** DATA follows **

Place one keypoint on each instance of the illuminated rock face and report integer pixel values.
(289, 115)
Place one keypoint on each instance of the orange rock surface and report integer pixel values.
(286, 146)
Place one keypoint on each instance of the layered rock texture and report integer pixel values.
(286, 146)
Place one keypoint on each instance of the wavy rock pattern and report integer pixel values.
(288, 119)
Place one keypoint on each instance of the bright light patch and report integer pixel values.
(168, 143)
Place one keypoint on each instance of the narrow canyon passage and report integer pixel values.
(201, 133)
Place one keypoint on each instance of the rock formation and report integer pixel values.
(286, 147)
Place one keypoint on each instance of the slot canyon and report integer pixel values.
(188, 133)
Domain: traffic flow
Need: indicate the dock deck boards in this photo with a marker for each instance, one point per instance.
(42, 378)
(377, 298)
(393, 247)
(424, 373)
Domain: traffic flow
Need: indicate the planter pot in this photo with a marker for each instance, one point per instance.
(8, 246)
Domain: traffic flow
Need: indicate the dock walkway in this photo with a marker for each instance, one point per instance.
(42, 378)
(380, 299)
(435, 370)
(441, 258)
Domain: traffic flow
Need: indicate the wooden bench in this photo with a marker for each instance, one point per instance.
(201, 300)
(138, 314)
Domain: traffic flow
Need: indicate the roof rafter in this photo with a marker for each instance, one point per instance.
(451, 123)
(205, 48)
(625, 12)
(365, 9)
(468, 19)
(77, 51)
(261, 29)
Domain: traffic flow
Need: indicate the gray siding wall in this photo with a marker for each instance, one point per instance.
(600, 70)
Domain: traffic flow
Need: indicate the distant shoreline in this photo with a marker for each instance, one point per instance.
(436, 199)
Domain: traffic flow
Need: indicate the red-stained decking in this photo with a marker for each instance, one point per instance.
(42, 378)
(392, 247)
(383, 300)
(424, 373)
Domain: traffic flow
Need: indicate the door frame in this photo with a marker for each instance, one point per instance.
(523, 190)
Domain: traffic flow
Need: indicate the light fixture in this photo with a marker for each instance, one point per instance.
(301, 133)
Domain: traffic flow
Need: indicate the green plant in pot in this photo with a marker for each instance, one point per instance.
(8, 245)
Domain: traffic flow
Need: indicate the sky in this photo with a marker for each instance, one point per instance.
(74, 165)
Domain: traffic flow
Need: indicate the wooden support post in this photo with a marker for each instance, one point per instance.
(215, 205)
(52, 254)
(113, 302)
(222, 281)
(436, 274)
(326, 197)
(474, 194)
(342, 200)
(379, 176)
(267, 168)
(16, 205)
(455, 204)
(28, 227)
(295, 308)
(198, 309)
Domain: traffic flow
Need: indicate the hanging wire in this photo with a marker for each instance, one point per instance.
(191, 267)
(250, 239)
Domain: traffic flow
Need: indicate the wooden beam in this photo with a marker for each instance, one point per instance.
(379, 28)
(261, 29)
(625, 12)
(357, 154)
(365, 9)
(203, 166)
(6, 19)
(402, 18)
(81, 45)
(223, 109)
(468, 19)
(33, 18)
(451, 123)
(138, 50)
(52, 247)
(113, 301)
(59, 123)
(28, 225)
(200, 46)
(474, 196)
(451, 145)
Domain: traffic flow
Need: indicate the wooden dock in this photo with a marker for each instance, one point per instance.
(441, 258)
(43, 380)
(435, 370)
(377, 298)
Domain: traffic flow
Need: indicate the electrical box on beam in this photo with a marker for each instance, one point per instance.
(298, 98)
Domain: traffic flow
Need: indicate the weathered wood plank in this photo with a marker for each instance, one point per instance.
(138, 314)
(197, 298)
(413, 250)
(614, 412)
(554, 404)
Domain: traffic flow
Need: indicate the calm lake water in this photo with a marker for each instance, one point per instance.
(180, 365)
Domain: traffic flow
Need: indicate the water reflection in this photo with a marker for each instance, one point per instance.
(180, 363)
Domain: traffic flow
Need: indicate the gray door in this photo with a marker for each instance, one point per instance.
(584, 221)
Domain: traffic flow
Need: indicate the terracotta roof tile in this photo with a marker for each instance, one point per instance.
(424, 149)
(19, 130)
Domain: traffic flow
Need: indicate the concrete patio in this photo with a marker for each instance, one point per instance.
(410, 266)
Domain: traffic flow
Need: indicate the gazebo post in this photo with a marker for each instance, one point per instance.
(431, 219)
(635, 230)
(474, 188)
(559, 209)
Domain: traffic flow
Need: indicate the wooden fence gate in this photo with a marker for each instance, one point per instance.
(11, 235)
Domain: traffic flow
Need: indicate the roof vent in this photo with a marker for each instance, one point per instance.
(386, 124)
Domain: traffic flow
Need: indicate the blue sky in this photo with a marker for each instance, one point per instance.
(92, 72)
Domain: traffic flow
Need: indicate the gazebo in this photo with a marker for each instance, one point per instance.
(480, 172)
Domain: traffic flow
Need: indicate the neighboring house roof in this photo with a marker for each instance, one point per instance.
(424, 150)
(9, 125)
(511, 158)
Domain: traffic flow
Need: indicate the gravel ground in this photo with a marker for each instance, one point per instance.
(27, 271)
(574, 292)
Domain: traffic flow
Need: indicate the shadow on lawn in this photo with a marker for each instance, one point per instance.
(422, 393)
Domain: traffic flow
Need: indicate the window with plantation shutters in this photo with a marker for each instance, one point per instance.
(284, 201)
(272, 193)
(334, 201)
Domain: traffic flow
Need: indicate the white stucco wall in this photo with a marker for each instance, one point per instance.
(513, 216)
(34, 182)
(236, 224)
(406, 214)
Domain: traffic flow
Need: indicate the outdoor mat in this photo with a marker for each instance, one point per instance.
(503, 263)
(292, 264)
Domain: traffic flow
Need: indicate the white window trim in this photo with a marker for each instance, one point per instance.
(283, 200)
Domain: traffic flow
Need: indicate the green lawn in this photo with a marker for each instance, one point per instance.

** End of DATA **

| EXERCISE DETAILS |
Print each line above exactly as it stands.

| FINISHED EXERCISE |
Place one keypoint on each instance of the illuminated rock face and report integer pixel values.
(289, 115)
Place one keypoint on each instance of the orange rock surface and report integer pixel values.
(286, 146)
Place one keypoint on each instance of the layered rock texture and report integer pixel values.
(286, 146)
Place one keypoint on each instance of the wavy rock pattern and report integer pixel values.
(288, 119)
Place one keypoint on each instance of the bright light patch and report integer pixel values.
(168, 143)
Place one keypoint on each instance of the narrow canyon passage and report integer pixel values.
(201, 133)
Place one keypoint on each instance of the rock formation and report integer pixel values.
(286, 147)
Place one keypoint on each instance of the slot canyon and report integer pixel values.
(188, 133)
Domain: traffic flow
Need: indicate the dock deck boards in this photo with a marker for each instance, one point per instance.
(42, 378)
(377, 298)
(393, 247)
(424, 373)
Domain: traffic flow
Need: indicate the planter pot in this photo with a marker for each instance, one point per instance.
(8, 246)
Domain: traffic flow
Need: indicate the dock walkway in this photo with a marker for each instance, one point per instance.
(42, 378)
(380, 299)
(435, 370)
(441, 258)
Domain: traffic flow
Need: indicate the wooden bench in this photo with a marker for each instance, one point per instance.
(201, 300)
(138, 314)
Domain: traffic flow
Need: indicate the roof rafter in this photo with a marker for each instance, one point per instance.
(451, 123)
(205, 48)
(625, 12)
(365, 9)
(468, 19)
(77, 51)
(261, 29)
Domain: traffic flow
Need: indicate the gray siding wall in this photo with a marker for each instance, one point per instance.
(600, 70)
Domain: traffic flow
Need: indicate the distant shoreline in this photo with a marker for each instance, one point per instance.
(436, 199)
Domain: traffic flow
Need: indicate the red-stained decking in this photo with a marker for each instance, one point per instance.
(42, 378)
(392, 247)
(383, 300)
(424, 373)
Domain: traffic flow
Need: indicate the door frame in this photo with a marker for each instance, one point per instance.
(523, 190)
Domain: traffic flow
Need: indicate the light fixture in this photo with a marker for each instance, one point per instance.
(301, 133)
Domain: traffic flow
Need: indicate the green plant in pot in this photo with a marker for each instance, one point per instance.
(8, 245)
Domain: traffic flow
Need: indicate the sky in this photo with a marker for each instance, one point per instance.
(74, 165)
Domain: traffic flow
Need: indicate the wooden support post in this photo with a marker for each instance, one point per instance.
(215, 205)
(52, 254)
(113, 302)
(222, 281)
(436, 274)
(326, 197)
(474, 194)
(342, 200)
(379, 176)
(267, 168)
(16, 205)
(455, 204)
(28, 227)
(295, 308)
(198, 309)
Domain: traffic flow
Need: indicate the hanging wire in this photo with a marker for each instance, one point per instance.
(191, 267)
(250, 239)
Domain: traffic flow
Need: indicate the wooden beam in this photo with a marker for each instance, one point per instance.
(379, 28)
(261, 29)
(625, 12)
(357, 154)
(365, 9)
(203, 166)
(6, 19)
(402, 18)
(81, 45)
(223, 109)
(468, 19)
(33, 18)
(451, 123)
(138, 50)
(52, 247)
(113, 301)
(59, 123)
(28, 225)
(200, 46)
(474, 196)
(451, 145)
Domain: traffic flow
Need: indicate the wooden dock in this photo with a marker for each instance, one point per instance.
(441, 258)
(43, 380)
(435, 370)
(377, 298)
Domain: traffic flow
Need: indicate the electrical box on beam in this photo with a marker for each instance, one point per instance.
(298, 98)
Domain: traffic flow
Need: indicate the weathered wood plank in this photo with a marker for each instance, one point per instance.
(138, 314)
(197, 298)
(413, 250)
(614, 412)
(554, 404)
Domain: traffic flow
Need: indicate the calm lake water in this photo with a marker for each instance, one point per instance.
(180, 365)
Domain: traffic flow
Need: indicate the water reflection in this photo with a marker for each instance, one point per instance.
(180, 363)
Domain: traffic flow
Need: indicate the gray door in this photo with a marker for each instance, one point per instance.
(584, 221)
Domain: traffic flow
Need: indicate the terracotta roof tile in this photo with a marker for each instance, one point per instance.
(424, 149)
(19, 130)
Domain: traffic flow
Need: indicate the concrete patio in this photo with a marker for each instance, one point per instance.
(410, 266)
Domain: traffic flow
Need: indicate the gazebo post in this photo with a marker for each instance, one point per instance.
(431, 219)
(635, 230)
(474, 188)
(559, 209)
Domain: traffic flow
Need: indicate the wooden fence gate in this photo with a marker for each instance, one point per instance.
(11, 235)
Domain: traffic flow
Need: indicate the roof vent in this photo with a marker for each instance, one point per instance.
(386, 124)
Domain: traffic flow
Need: indicate the blue sky in this photo with a marker for each instance, one point per instance.
(92, 72)
Domain: traffic flow
Need: indicate the gazebo in this photo with a marker for each instance, one point per instance.
(480, 172)
Domain: traffic flow
Need: indicate the neighboring house roof in this photo with a marker for each instance, one point per instance.
(424, 150)
(9, 125)
(511, 158)
Domain: traffic flow
Need: indicate the gravel ground in this photo with a marker for each instance, one point per instance.
(27, 271)
(574, 292)
Domain: traffic flow
Need: indicate the shadow on lawn in this photo with a marker for each instance, one point per instance.
(422, 393)
Domain: traffic flow
Need: indicate the window with plantation shutters in this photo with a marker for each instance, one point per instance.
(284, 201)
(272, 193)
(334, 201)
Domain: traffic flow
Need: indicate the white stucco wall in this photo with a marker for each instance, one point per instance.
(513, 216)
(34, 182)
(236, 224)
(406, 214)
Domain: traffic flow
Need: indicate the outdoor mat in this photo with a marker for each instance, one point per instance.
(503, 263)
(292, 264)
Domain: traffic flow
Need: indicate the white window trim in this photo with a marker for each instance, one point per instance.
(283, 200)
Domain: traffic flow
Need: indicate the green lawn in this photo with a marker for each instance, one point per instance.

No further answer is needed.